[Point localization data]
# # # # # # #
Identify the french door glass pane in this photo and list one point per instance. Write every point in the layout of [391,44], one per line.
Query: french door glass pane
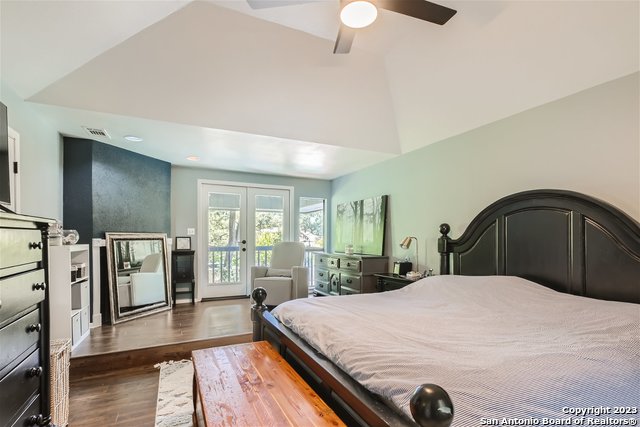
[269,226]
[223,229]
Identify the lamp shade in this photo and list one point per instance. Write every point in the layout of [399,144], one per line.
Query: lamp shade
[358,14]
[406,242]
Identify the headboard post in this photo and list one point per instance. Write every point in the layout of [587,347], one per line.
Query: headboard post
[443,248]
[560,239]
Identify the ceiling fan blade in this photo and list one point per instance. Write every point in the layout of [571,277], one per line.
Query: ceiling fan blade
[420,9]
[264,4]
[344,39]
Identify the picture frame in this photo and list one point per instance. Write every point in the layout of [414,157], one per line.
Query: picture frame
[183,243]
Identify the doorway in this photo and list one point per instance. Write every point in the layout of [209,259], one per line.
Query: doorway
[238,226]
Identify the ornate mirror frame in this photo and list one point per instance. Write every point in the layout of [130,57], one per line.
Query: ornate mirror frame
[113,242]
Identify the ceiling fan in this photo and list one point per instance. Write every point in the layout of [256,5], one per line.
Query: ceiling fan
[355,14]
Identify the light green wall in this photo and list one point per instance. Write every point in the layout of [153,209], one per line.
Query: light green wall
[588,142]
[184,186]
[40,158]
# # # # # # #
> [Task item] In the answer, include exactly the lines from the top of the entries through the line containing "Identify the lamp", and nothing else, not even the pictures.

> [Solution to this task]
Identify the french door glass pane in this photo and list one point per instance. Write every point in the layout of [391,44], one per line.
Query: french door glass pane
[269,226]
[223,229]
Identify the lamp shade in this photo and list one point per instance. Write every point in the layout of [399,144], one per line.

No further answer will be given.